### PROBLEM STATEMENT
Could you copy out, word for word, the lines from the start of the listing through the line containing "Target: small unripe apple", including that line?

--- begin ENTRIES SHOWN ---

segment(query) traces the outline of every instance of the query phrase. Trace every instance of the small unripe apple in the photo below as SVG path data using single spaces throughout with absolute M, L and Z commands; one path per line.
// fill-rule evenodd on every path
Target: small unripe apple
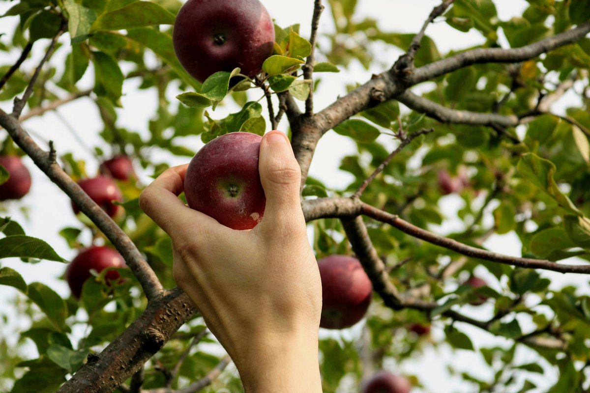
M 417 336 L 424 336 L 430 333 L 430 325 L 424 323 L 412 323 L 408 326 L 408 330 L 415 333 Z
M 362 319 L 371 304 L 373 285 L 359 260 L 330 255 L 317 265 L 322 279 L 320 326 L 343 329 Z
M 125 260 L 116 250 L 109 247 L 93 246 L 83 250 L 70 263 L 65 270 L 65 280 L 72 294 L 79 299 L 82 286 L 92 276 L 91 270 L 99 273 L 107 267 L 126 267 Z M 107 282 L 119 277 L 116 270 L 107 272 L 105 276 Z
M 176 15 L 172 42 L 198 81 L 237 67 L 253 78 L 272 54 L 274 25 L 258 0 L 188 0 Z
M 476 277 L 476 276 L 471 276 L 463 283 L 463 285 L 468 285 L 474 289 L 477 289 L 483 286 L 487 286 L 487 283 L 483 279 Z M 487 296 L 481 293 L 477 293 L 476 296 L 477 296 L 477 299 L 470 302 L 469 304 L 472 306 L 479 306 L 485 303 L 486 300 L 488 299 Z
M 31 173 L 16 156 L 0 156 L 0 165 L 8 171 L 8 180 L 0 184 L 0 200 L 20 199 L 31 189 Z
M 363 384 L 361 393 L 409 393 L 412 384 L 402 375 L 379 370 Z
M 232 229 L 251 229 L 262 220 L 266 206 L 258 173 L 262 137 L 230 133 L 203 146 L 185 176 L 189 207 Z
M 100 164 L 100 173 L 117 180 L 127 181 L 135 179 L 135 171 L 131 158 L 127 156 L 116 156 Z
M 78 182 L 78 184 L 110 217 L 114 217 L 119 212 L 121 207 L 113 202 L 120 202 L 123 200 L 123 196 L 121 190 L 111 179 L 105 176 L 97 176 L 83 179 Z M 80 212 L 78 206 L 73 202 L 72 209 L 76 214 Z

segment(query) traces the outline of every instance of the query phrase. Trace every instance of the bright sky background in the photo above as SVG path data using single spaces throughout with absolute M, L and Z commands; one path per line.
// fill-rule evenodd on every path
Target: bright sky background
M 362 20 L 365 17 L 371 17 L 378 21 L 381 29 L 386 31 L 396 31 L 399 32 L 417 32 L 422 26 L 424 20 L 430 13 L 432 8 L 438 5 L 440 0 L 415 0 L 407 1 L 404 0 L 359 0 L 357 18 Z M 502 20 L 507 20 L 515 16 L 520 16 L 522 11 L 527 6 L 524 0 L 495 0 L 494 2 L 498 9 L 499 16 Z M 281 27 L 287 27 L 293 24 L 301 24 L 301 34 L 304 37 L 309 37 L 309 22 L 311 20 L 313 11 L 313 1 L 306 0 L 298 3 L 286 3 L 281 0 L 264 0 L 266 8 L 276 22 Z M 6 9 L 13 5 L 12 2 L 2 2 L 0 3 L 0 14 L 3 14 Z M 14 18 L 0 19 L 0 32 L 9 33 L 13 31 L 13 26 L 17 22 Z M 332 23 L 331 15 L 326 10 L 320 24 L 319 32 L 323 32 L 333 31 L 333 25 Z M 473 29 L 468 33 L 461 33 L 450 28 L 444 22 L 437 22 L 431 25 L 427 34 L 432 38 L 437 44 L 439 51 L 445 53 L 450 49 L 458 49 L 468 48 L 484 42 L 484 39 Z M 0 40 L 6 42 L 5 37 L 0 37 Z M 63 37 L 61 40 L 66 45 L 69 43 L 69 38 Z M 25 62 L 28 70 L 31 69 L 36 65 L 40 56 L 42 55 L 42 51 L 47 45 L 45 42 L 41 45 L 35 45 L 33 49 L 33 58 L 34 62 L 28 60 Z M 505 40 L 503 41 L 505 43 Z M 325 40 L 321 36 L 319 43 L 320 45 L 325 43 Z M 504 45 L 507 47 L 507 45 Z M 337 74 L 324 74 L 322 75 L 323 81 L 320 88 L 314 95 L 316 111 L 326 107 L 335 100 L 339 95 L 346 94 L 346 84 L 363 83 L 369 80 L 372 74 L 378 74 L 382 72 L 395 61 L 401 51 L 392 47 L 388 47 L 383 44 L 376 44 L 375 47 L 378 48 L 377 53 L 379 54 L 379 58 L 376 58 L 371 68 L 369 70 L 364 70 L 360 64 L 353 63 L 349 70 L 341 72 Z M 58 67 L 58 72 L 61 71 L 60 61 L 63 64 L 64 49 L 56 54 L 53 59 L 53 63 Z M 12 51 L 9 54 L 0 52 L 0 64 L 11 64 L 18 58 L 19 53 Z M 317 60 L 322 61 L 320 57 Z M 61 66 L 63 67 L 63 65 Z M 130 67 L 128 67 L 130 68 Z M 124 68 L 125 71 L 128 69 Z M 81 88 L 91 87 L 93 73 L 89 68 L 86 74 L 80 82 Z M 122 98 L 123 108 L 119 110 L 118 123 L 120 127 L 128 128 L 130 130 L 141 132 L 143 135 L 148 134 L 148 121 L 156 111 L 156 93 L 153 90 L 144 91 L 139 90 L 137 79 L 127 80 L 123 85 L 123 97 Z M 418 91 L 420 87 L 415 88 Z M 424 88 L 424 87 L 422 87 Z M 178 91 L 170 89 L 168 92 L 170 97 L 173 101 L 173 97 L 178 94 Z M 258 92 L 251 97 L 257 99 L 260 94 Z M 572 104 L 572 98 L 565 96 L 564 103 Z M 566 104 L 560 104 L 555 105 L 554 108 L 558 113 L 563 113 L 566 107 Z M 0 107 L 4 110 L 11 111 L 11 103 L 0 103 Z M 24 113 L 27 113 L 27 109 Z M 226 107 L 221 107 L 212 114 L 213 117 L 221 118 L 230 111 L 235 111 L 235 105 L 228 104 Z M 58 110 L 61 117 L 67 120 L 71 127 L 83 139 L 85 144 L 89 146 L 100 146 L 105 151 L 108 151 L 108 146 L 106 146 L 97 137 L 98 132 L 101 128 L 101 121 L 96 108 L 88 99 L 82 98 L 76 102 L 64 105 Z M 81 146 L 76 140 L 71 137 L 67 130 L 65 125 L 54 113 L 48 113 L 42 117 L 38 117 L 27 121 L 24 126 L 25 129 L 31 130 L 36 133 L 42 135 L 46 139 L 54 141 L 55 146 L 58 155 L 66 152 L 73 153 L 77 159 L 84 159 L 87 162 L 87 170 L 89 174 L 94 173 L 97 169 L 98 163 L 92 156 Z M 286 123 L 284 120 L 281 122 L 279 129 L 285 130 Z M 388 146 L 393 146 L 391 141 L 384 138 L 384 143 Z M 197 150 L 202 146 L 198 137 L 189 138 L 185 144 L 187 147 Z M 41 144 L 44 147 L 46 146 Z M 350 154 L 356 150 L 355 145 L 346 138 L 337 135 L 333 131 L 327 133 L 320 140 L 315 154 L 315 159 L 312 165 L 310 174 L 311 176 L 319 179 L 327 186 L 335 189 L 340 189 L 351 180 L 351 176 L 348 173 L 338 170 L 341 158 Z M 157 158 L 169 160 L 172 164 L 182 164 L 188 162 L 183 158 L 175 157 L 166 153 L 158 153 Z M 53 246 L 58 254 L 65 258 L 73 258 L 76 252 L 70 249 L 65 242 L 57 235 L 58 230 L 67 226 L 81 227 L 81 225 L 74 216 L 70 206 L 70 201 L 54 184 L 53 184 L 38 169 L 36 169 L 30 160 L 25 159 L 25 163 L 31 171 L 33 177 L 33 184 L 31 192 L 21 202 L 7 203 L 5 208 L 8 209 L 8 214 L 11 215 L 14 219 L 18 221 L 25 229 L 28 235 L 42 239 Z M 139 169 L 139 168 L 136 168 Z M 149 181 L 149 173 L 142 173 L 144 183 Z M 461 222 L 456 216 L 456 212 L 461 208 L 463 200 L 456 196 L 448 196 L 441 200 L 440 205 L 444 206 L 443 212 L 447 215 L 448 220 L 441 227 L 430 228 L 437 233 L 444 234 L 457 229 L 460 225 Z M 27 206 L 28 209 L 28 216 L 25 216 L 19 210 L 21 206 Z M 484 222 L 490 224 L 493 220 L 490 212 L 495 208 L 492 205 L 489 207 L 487 214 L 484 217 Z M 1 215 L 4 215 L 2 213 Z M 90 236 L 86 237 L 87 241 Z M 485 245 L 490 249 L 502 252 L 505 254 L 520 255 L 520 244 L 517 237 L 513 233 L 509 233 L 503 236 L 493 236 Z M 575 263 L 575 261 L 567 261 Z M 69 295 L 69 289 L 65 281 L 59 277 L 63 275 L 65 266 L 56 262 L 44 261 L 36 265 L 24 263 L 19 260 L 3 260 L 0 265 L 9 266 L 17 269 L 22 275 L 27 283 L 38 281 L 50 286 L 60 295 L 67 296 Z M 478 270 L 477 273 L 484 276 L 490 283 L 490 286 L 496 290 L 502 292 L 503 288 L 506 288 L 506 282 L 499 283 L 484 269 Z M 550 272 L 542 273 L 545 276 L 551 278 L 552 280 L 552 288 L 560 288 L 566 285 L 575 285 L 579 286 L 581 290 L 588 292 L 589 289 L 588 281 L 584 276 L 574 276 L 572 275 L 560 275 Z M 450 285 L 449 289 L 453 287 Z M 9 287 L 0 287 L 0 302 L 4 305 L 10 304 L 9 299 L 17 295 L 17 291 Z M 528 302 L 530 304 L 535 302 L 534 296 L 530 296 Z M 493 313 L 493 307 L 491 304 L 486 304 L 480 307 L 473 307 L 467 305 L 461 311 L 465 313 L 474 318 L 487 319 Z M 19 320 L 15 315 L 14 311 L 7 307 L 0 308 L 0 316 L 6 315 L 9 318 L 9 326 L 0 325 L 0 332 L 4 333 L 8 329 L 15 331 L 15 329 L 24 330 L 28 328 L 26 323 Z M 0 319 L 1 321 L 2 319 Z M 532 328 L 530 321 L 526 318 L 519 318 L 521 326 L 525 332 L 530 331 Z M 0 322 L 0 323 L 2 322 Z M 463 323 L 458 323 L 457 326 L 464 332 L 468 333 L 472 339 L 476 348 L 491 346 L 493 345 L 500 345 L 508 346 L 510 342 L 507 340 L 494 338 L 491 335 L 482 332 L 481 330 L 472 328 Z M 344 337 L 358 337 L 361 330 L 362 323 L 345 331 L 342 333 Z M 432 333 L 432 339 L 440 341 L 444 337 L 442 333 L 443 325 L 440 322 L 435 322 Z M 323 332 L 322 334 L 327 334 Z M 336 334 L 336 336 L 339 334 Z M 16 336 L 11 335 L 8 339 L 14 342 Z M 35 356 L 36 351 L 31 344 L 30 356 Z M 552 368 L 546 367 L 546 363 L 540 359 L 535 352 L 521 345 L 517 351 L 515 362 L 519 364 L 529 362 L 539 362 L 548 369 L 543 375 L 533 375 L 530 378 L 540 387 L 539 389 L 532 392 L 545 391 L 547 388 L 555 384 L 557 378 L 557 373 Z M 465 383 L 461 380 L 451 378 L 447 371 L 447 366 L 453 367 L 460 371 L 468 372 L 474 376 L 483 379 L 490 379 L 493 378 L 494 371 L 490 369 L 486 365 L 478 353 L 465 351 L 451 351 L 447 345 L 440 346 L 434 349 L 428 345 L 424 345 L 424 353 L 421 356 L 412 358 L 404 361 L 401 364 L 394 362 L 386 362 L 388 369 L 394 372 L 402 372 L 414 374 L 418 377 L 421 382 L 424 385 L 424 389 L 416 388 L 413 392 L 471 392 L 474 391 L 473 385 Z M 343 384 L 346 385 L 346 384 Z M 342 387 L 342 392 L 352 392 L 353 389 L 350 387 Z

--- end ENTRIES SHOWN ---

### RESULT OF THE EXERCISE
segment(query) traces the outline of every instance of the query phrase. Trace every instance of the small unripe apple in the photo below as SVG path data using single spaces throughout with absolute M, L and Z commands; one path per line.
// fill-rule evenodd on every path
Target: small unripe apple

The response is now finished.